== About this task ==
Resume the article on herpesvirus and autoimmune eye disease, picking up right after its last sentence.

[Opening Text under study section]

Herpes's Blinding Deceit

A strain of herpesvirus may use a kind of molecular mirror to sabotage cells in the eye, resulting in a common autoimmune disease that can lead to blindness. The finding, reported in tomorrow's issue of Science, gives insight into potential treatments for people with ocular herpes, the principal infectious cause of blindness in developed countries.

The first clue to the importance of this molecular mimicry in herpes stromal keratitis (HSK), an autoimmune disease of the eye caused by infection with herpes virus 1 (HSV-1), came about 3 years ago. While studying why some mice resist HSK, a team led by immunologist Harvey Cantor of Harvard Medical School in Boston found that possession of a particular variant of one type of antibody renders T cells incapable of attacking tissue in the cornea, the transparent covering of the iris and pupil. This suggested that the T cells, presumably triggered by HSV-1, were attacking a similar protein on the cornea. But T cells in mice with the variant antibody had learned to recognize the protein as "self" and so couldn't respond. The link to viral mimicry came when Cantor's group found that the same variant sequence is indeed present on corneal cells and also in a herpesvirus protein called UL6.

To prove that the UL6 protein sequence does in fact trigger the autoimmune attack of HSK, Cantor and his team have now infected mice with either normal HSV-1 or a strain that they had genetically altered to lack the UL6 protein. The result was striking: T cells from mice given virus containing native UL6 protein caused disease, while T cells of animals given the altered virus did not. Furthermore, more than 75% of mice infected with virus bearing the normal protein developed severe corneal autoimmune disease, whereas fewer than 20% of mice infected with mutant virus did, and their symptoms were barely detectable.

[Closing Text under study section]
[Opening Source information section]

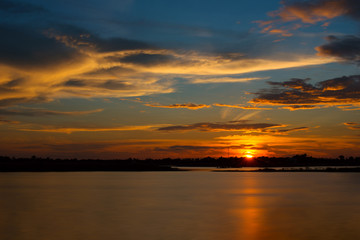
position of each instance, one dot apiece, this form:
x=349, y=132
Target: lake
x=199, y=205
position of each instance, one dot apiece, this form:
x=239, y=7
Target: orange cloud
x=352, y=125
x=191, y=106
x=241, y=107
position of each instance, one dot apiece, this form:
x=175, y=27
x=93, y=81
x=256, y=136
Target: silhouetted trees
x=167, y=164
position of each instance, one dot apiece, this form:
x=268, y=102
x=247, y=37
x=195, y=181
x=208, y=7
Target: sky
x=144, y=79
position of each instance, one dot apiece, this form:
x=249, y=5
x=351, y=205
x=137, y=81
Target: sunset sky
x=153, y=79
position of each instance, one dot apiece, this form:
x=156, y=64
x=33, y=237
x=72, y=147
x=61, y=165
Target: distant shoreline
x=297, y=163
x=328, y=169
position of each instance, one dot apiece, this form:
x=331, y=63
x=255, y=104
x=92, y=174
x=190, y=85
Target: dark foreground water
x=179, y=205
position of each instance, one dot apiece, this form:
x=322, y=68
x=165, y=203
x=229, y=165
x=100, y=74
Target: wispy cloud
x=352, y=125
x=204, y=80
x=34, y=112
x=89, y=129
x=191, y=106
x=241, y=125
x=66, y=61
x=240, y=106
x=293, y=15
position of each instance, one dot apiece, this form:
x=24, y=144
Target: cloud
x=282, y=145
x=301, y=107
x=33, y=112
x=70, y=130
x=352, y=125
x=20, y=7
x=40, y=64
x=5, y=121
x=345, y=48
x=313, y=11
x=302, y=13
x=218, y=127
x=224, y=80
x=26, y=47
x=191, y=106
x=297, y=92
x=239, y=106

[Closing Source information section]

== Answer below ==
The finding is the "final piece of evidence that during an infection, a virus can bring about autoimmune disease [by molecular mimicry]," says viral immunologist Michael Oldstone of The Scripps Research Institute in La Jolla, California, who first proposed the hypothesis in 1982. But molecular mimicry is unlikely to be the whole story, says Abner Notkins, a viral immunologist at the National Institute of Dental Research in Bethesda, Maryland. He notes that in many autoimmune diseases, the immune system targets many proteins, not just the initial one mimicked by a virus.

But if the immune system is indeed attacking the corneal protein identified by the Cantor group, the discovery could "in principle allow us to disrupt or arrest this component" of the attack, says M. Reza Dana, an ophthalmologist and ocular immunologist at Harvard Medical School, perhaps by inactivating the specific set of immune cells responsible for it.